- Goal
Render every line of the items below as a Markdown table with the columns "Row" and "Item line," numbering the rows in order and leaving out blank lines.

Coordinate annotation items
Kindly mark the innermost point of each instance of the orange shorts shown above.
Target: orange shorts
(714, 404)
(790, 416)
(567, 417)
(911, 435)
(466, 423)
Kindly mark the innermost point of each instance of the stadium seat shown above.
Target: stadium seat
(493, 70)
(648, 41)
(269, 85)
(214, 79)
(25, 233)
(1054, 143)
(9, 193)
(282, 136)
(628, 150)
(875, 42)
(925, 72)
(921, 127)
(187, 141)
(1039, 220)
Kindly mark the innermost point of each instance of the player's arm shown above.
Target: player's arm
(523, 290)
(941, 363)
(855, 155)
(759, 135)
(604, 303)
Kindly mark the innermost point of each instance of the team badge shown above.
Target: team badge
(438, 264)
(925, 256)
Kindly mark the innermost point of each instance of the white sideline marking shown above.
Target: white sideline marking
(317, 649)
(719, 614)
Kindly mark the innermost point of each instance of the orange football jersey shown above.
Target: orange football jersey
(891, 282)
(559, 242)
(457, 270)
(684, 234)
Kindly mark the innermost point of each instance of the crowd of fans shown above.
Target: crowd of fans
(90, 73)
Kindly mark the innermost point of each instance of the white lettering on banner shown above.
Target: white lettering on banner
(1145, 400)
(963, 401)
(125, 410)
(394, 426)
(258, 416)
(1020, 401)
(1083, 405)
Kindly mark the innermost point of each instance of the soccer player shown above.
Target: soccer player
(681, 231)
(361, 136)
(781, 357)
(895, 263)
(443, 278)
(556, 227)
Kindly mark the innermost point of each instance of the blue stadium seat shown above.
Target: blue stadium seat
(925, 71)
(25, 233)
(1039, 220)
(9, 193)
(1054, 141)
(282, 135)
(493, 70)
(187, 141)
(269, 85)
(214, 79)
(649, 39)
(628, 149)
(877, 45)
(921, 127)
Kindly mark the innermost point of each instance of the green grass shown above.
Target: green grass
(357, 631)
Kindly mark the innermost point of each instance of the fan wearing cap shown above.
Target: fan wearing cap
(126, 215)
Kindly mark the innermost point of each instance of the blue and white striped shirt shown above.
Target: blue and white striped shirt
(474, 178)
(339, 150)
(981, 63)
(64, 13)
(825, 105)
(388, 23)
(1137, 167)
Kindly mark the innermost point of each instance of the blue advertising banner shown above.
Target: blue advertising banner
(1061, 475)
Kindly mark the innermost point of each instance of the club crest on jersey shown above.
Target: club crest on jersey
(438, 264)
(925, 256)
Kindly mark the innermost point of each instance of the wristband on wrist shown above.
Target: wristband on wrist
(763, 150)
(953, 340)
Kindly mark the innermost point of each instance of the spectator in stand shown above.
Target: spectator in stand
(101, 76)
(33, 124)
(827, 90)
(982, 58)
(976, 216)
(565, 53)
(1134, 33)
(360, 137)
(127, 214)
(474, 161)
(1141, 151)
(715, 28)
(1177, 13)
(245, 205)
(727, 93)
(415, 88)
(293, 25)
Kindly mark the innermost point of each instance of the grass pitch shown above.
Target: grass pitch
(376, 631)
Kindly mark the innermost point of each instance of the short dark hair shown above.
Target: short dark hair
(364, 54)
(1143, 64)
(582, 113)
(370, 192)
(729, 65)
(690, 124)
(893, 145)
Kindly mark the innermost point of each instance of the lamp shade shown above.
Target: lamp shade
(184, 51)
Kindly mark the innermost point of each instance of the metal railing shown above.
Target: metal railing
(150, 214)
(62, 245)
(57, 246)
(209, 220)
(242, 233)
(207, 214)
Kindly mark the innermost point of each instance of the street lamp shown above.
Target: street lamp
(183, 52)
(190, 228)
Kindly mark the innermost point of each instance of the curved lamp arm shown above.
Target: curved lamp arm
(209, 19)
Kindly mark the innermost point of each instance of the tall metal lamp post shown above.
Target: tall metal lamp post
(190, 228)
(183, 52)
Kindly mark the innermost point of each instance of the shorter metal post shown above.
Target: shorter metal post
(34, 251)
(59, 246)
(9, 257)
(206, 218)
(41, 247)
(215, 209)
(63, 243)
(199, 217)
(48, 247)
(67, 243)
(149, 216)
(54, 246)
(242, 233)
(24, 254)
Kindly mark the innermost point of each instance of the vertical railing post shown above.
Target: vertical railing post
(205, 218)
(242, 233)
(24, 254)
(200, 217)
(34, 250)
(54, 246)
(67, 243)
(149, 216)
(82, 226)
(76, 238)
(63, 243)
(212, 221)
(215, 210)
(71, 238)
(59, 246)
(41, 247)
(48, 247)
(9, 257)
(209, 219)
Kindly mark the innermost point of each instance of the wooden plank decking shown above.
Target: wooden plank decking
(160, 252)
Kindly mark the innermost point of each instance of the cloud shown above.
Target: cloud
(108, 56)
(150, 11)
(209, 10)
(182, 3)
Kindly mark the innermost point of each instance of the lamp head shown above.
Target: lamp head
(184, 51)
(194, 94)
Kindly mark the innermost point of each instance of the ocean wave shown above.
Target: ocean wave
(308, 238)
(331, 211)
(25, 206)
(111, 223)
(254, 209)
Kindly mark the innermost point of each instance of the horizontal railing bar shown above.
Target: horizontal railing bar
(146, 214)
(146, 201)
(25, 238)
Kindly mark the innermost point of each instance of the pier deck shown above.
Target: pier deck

- Correct result
| Row | Item line |
|---|---|
| 1 | Kindly mark the innermost point of each instance of the orange shorts shown above. |
| 2 | Target: orange shorts |
| 3 | (714, 404) |
| 4 | (790, 416) |
| 5 | (567, 417) |
| 6 | (911, 435) |
| 7 | (466, 423) |
| 8 | Kindly mark the innermost point of each instance of the stadium seat shown above. |
| 9 | Target: stadium seat |
| 10 | (493, 70) |
| 11 | (648, 41) |
| 12 | (269, 85) |
| 13 | (214, 79) |
| 14 | (25, 233) |
| 15 | (1054, 143) |
| 16 | (9, 193) |
| 17 | (282, 136) |
| 18 | (628, 150) |
| 19 | (875, 42) |
| 20 | (925, 72) |
| 21 | (921, 127) |
| 22 | (187, 141) |
| 23 | (1039, 220) |
| 24 | Kindly mark the innermost point of each instance of the player's arm shown above. |
| 25 | Target: player's arm |
| 26 | (523, 290) |
| 27 | (941, 363) |
| 28 | (855, 155) |
| 29 | (759, 135) |
| 30 | (604, 303) |
| 31 | Kindly mark the innermost point of each instance of the team badge shown above. |
| 32 | Target: team badge |
| 33 | (438, 264) |
| 34 | (925, 256) |
| 35 | Kindly mark the innermost point of each instance of the white sideline marking shown above. |
| 36 | Target: white sideline marking |
| 37 | (317, 649) |
| 38 | (719, 614) |
| 39 | Kindly mark the innermost point of each instance of the orange football jersey shown above. |
| 40 | Target: orange football jersey |
| 41 | (891, 282) |
| 42 | (559, 242) |
| 43 | (457, 270) |
| 44 | (684, 234) |
| 45 | Kindly mark the innermost point of each instance of the crowd of fans shown above. |
| 46 | Target: crowd of fans |
| 47 | (90, 73) |
| 48 | Kindly mark the innermost point of each instance of the white lettering on banner shown above. |
| 49 | Target: white lettering on banner |
| 50 | (1145, 400) |
| 51 | (963, 401) |
| 52 | (125, 410) |
| 53 | (394, 426) |
| 54 | (258, 416) |
| 55 | (1020, 401) |
| 56 | (1083, 405) |
| 57 | Kindly mark the innermost point of each instance of the soccer player shown above. |
| 58 | Target: soccer player |
| 59 | (681, 231) |
| 60 | (361, 136) |
| 61 | (781, 357) |
| 62 | (895, 263) |
| 63 | (443, 278) |
| 64 | (556, 227) |
| 65 | Kindly mark the innermost point of each instance of the blue stadium seat shown above. |
| 66 | Target: blue stadium seat |
| 67 | (925, 71) |
| 68 | (25, 233) |
| 69 | (1039, 220) |
| 70 | (9, 193) |
| 71 | (1054, 141) |
| 72 | (282, 135) |
| 73 | (493, 70) |
| 74 | (187, 141) |
| 75 | (269, 85) |
| 76 | (214, 79) |
| 77 | (649, 39) |
| 78 | (628, 149) |
| 79 | (877, 45) |
| 80 | (921, 127) |
| 81 | Kindly mark the innermost point of each instance of the green grass shown above. |
| 82 | Target: green grass |
| 83 | (357, 631) |
| 84 | Kindly mark the innermost point of each instance of the fan wearing cap shown above. |
| 85 | Target: fan wearing cap |
| 86 | (126, 215) |
| 87 | Kindly mark the innermost point of each instance of the blue and white striped shirt shown above. |
| 88 | Target: blue and white striped shirt |
| 89 | (474, 178) |
| 90 | (339, 150) |
| 91 | (981, 63) |
| 92 | (64, 13) |
| 93 | (825, 105) |
| 94 | (388, 23) |
| 95 | (1137, 167) |
| 96 | Kindly mark the innermost point of each instance of the blue advertising banner shown above. |
| 97 | Target: blue advertising banner |
| 98 | (1061, 475) |
| 99 | Kindly mark the innermost point of each instance of the club crest on jersey shown above. |
| 100 | Target: club crest on jersey |
| 101 | (438, 264) |
| 102 | (925, 256) |
| 103 | Kindly mark the innermost point of each instance of the wristband on wrist shown above. |
| 104 | Target: wristband on wrist |
| 105 | (763, 150) |
| 106 | (953, 340) |
| 107 | Kindly mark the innermost point of each instance of the spectator in stand shown above. |
| 108 | Target: spectator in stand |
| 109 | (101, 76) |
| 110 | (33, 124) |
| 111 | (827, 90) |
| 112 | (982, 58) |
| 113 | (976, 216) |
| 114 | (565, 53) |
| 115 | (1134, 33) |
| 116 | (360, 137) |
| 117 | (127, 214) |
| 118 | (474, 161) |
| 119 | (1141, 151) |
| 120 | (715, 28) |
| 121 | (1177, 13) |
| 122 | (245, 205) |
| 123 | (727, 93) |
| 124 | (415, 88) |
| 125 | (293, 25) |
| 126 | Kindly mark the innermost point of each instance of the grass pitch shown above. |
| 127 | Target: grass pitch |
| 128 | (376, 631) |
| 129 | Kindly mark the innermost point of each instance of the short dark hair shown above. |
| 130 | Target: short dark hair |
| 131 | (364, 54) |
| 132 | (1143, 64) |
| 133 | (582, 113) |
| 134 | (370, 192) |
| 135 | (729, 65) |
| 136 | (690, 124) |
| 137 | (893, 145) |
| 138 | Kindly mark the innermost point of each instance of the lamp shade shown above. |
| 139 | Target: lamp shade |
| 140 | (184, 51) |
| 141 | Kindly mark the innermost point of each instance of the metal railing shown above. |
| 142 | Target: metal railing |
| 143 | (150, 214) |
| 144 | (62, 245) |
| 145 | (57, 246) |
| 146 | (209, 220) |
| 147 | (242, 233) |
| 148 | (207, 214) |
| 149 | Kindly mark the innermost point of each instance of the street lamp shown above. |
| 150 | Target: street lamp |
| 151 | (183, 52) |
| 152 | (190, 228) |
| 153 | Kindly mark the innermost point of each instance of the curved lamp arm shown above. |
| 154 | Target: curved lamp arm |
| 155 | (209, 19) |
| 156 | Kindly mark the innermost point of each instance of the tall metal lamp post shown above. |
| 157 | Target: tall metal lamp post |
| 158 | (190, 228) |
| 159 | (183, 52) |
| 160 | Kindly mark the innermost point of each instance of the shorter metal post shown above. |
| 161 | Target: shorter metal post |
| 162 | (34, 251) |
| 163 | (59, 246) |
| 164 | (9, 257) |
| 165 | (206, 218) |
| 166 | (41, 247) |
| 167 | (215, 209) |
| 168 | (63, 243) |
| 169 | (199, 217) |
| 170 | (48, 247) |
| 171 | (67, 243) |
| 172 | (149, 216) |
| 173 | (54, 246) |
| 174 | (242, 233) |
| 175 | (24, 254) |
| 176 | Kindly mark the innermost point of each instance of the vertical railing post shown above. |
| 177 | Target: vertical railing post |
| 178 | (205, 218) |
| 179 | (242, 233) |
| 180 | (24, 254) |
| 181 | (200, 217) |
| 182 | (34, 250) |
| 183 | (54, 246) |
| 184 | (67, 243) |
| 185 | (149, 216) |
| 186 | (82, 226) |
| 187 | (76, 238) |
| 188 | (63, 243) |
| 189 | (212, 221) |
| 190 | (215, 210) |
| 191 | (71, 238) |
| 192 | (59, 246) |
| 193 | (41, 247) |
| 194 | (48, 247) |
| 195 | (9, 257) |
| 196 | (209, 219) |
| 197 | Kindly mark the innermost point of each instance of the wooden plank decking shown above. |
| 198 | Target: wooden plank decking |
| 199 | (160, 252) |
| 200 | Kindly mark the innermost point of each instance of the cloud shown above. |
| 201 | Target: cloud |
| 202 | (108, 56) |
| 203 | (150, 11) |
| 204 | (209, 10) |
| 205 | (182, 3) |
| 206 | Kindly mark the innermost point of each instance of the lamp head shown above. |
| 207 | Target: lamp head |
| 208 | (184, 51) |
| 209 | (194, 94) |
| 210 | Kindly mark the innermost point of each instance of the ocean wave shown above. |
| 211 | Target: ocean wave |
| 212 | (308, 238) |
| 213 | (331, 211) |
| 214 | (25, 206) |
| 215 | (111, 223) |
| 216 | (254, 209) |
| 217 | Kindly mark the innermost point of each instance of the horizontal railing bar shown above. |
| 218 | Target: horizontal railing bar |
| 219 | (146, 214) |
| 220 | (146, 201) |
| 221 | (25, 238) |
| 222 | Kindly mark the innermost point of each instance of the pier deck shown above. |
| 223 | Target: pier deck |